Problem | Write out every entry below word for word, but leave out the pictures.
※ ※ ※
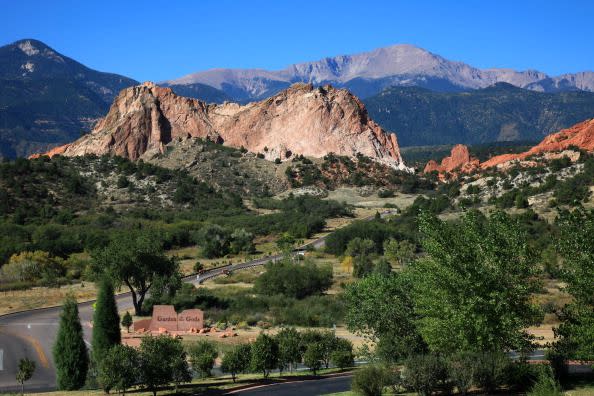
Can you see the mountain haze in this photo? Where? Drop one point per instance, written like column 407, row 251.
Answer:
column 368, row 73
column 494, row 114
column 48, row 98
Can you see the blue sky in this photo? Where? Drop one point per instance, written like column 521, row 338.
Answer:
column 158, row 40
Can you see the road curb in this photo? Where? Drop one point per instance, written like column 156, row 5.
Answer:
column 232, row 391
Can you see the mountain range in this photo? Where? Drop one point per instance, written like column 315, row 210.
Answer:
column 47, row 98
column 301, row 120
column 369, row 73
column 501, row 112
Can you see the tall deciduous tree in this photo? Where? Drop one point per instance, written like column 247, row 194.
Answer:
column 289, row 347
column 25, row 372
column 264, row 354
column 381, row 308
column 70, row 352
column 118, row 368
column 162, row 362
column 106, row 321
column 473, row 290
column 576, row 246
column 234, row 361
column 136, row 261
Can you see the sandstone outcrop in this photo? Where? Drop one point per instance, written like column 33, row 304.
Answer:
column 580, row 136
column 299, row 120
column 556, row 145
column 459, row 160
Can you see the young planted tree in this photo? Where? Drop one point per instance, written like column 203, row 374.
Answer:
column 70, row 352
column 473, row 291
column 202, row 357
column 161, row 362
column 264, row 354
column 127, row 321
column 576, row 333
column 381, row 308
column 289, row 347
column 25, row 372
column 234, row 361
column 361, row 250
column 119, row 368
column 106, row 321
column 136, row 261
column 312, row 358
※ ※ ※
Result of the exercise |
Can you see the mountain haze in this photo? Where? Drop one point per instance, written like column 407, row 251.
Answer:
column 368, row 73
column 494, row 114
column 48, row 98
Can you see the blue sky in this photo? Where? Drop one point per instance, written like column 521, row 338.
Answer:
column 158, row 40
Can you see the road curb in this photo? Where? Drop one point per instance, written like column 156, row 5.
Answer:
column 232, row 391
Can you see the mountain range in this photo? Where? Drop one point per instance, written like column 315, row 210.
Answer:
column 47, row 98
column 301, row 120
column 369, row 73
column 501, row 112
Can you see the tall deciduous tree in this photo? Where? Drop one point per instance, written like column 247, row 194.
Answer:
column 289, row 347
column 25, row 372
column 264, row 354
column 381, row 308
column 70, row 352
column 118, row 368
column 162, row 362
column 106, row 321
column 473, row 290
column 576, row 246
column 234, row 361
column 136, row 261
Can you see the sandstone outcrop in this photo? Where? Drop one point per instance, written like column 33, row 304.
Answer:
column 580, row 136
column 299, row 120
column 556, row 145
column 459, row 160
Can you see the young planted tree in this photo? Where? Drop one point per instance, written like column 203, row 374.
Answer:
column 70, row 352
column 473, row 291
column 202, row 357
column 161, row 362
column 264, row 354
column 127, row 321
column 576, row 333
column 381, row 308
column 289, row 347
column 25, row 372
column 234, row 361
column 361, row 250
column 119, row 368
column 106, row 321
column 136, row 261
column 312, row 358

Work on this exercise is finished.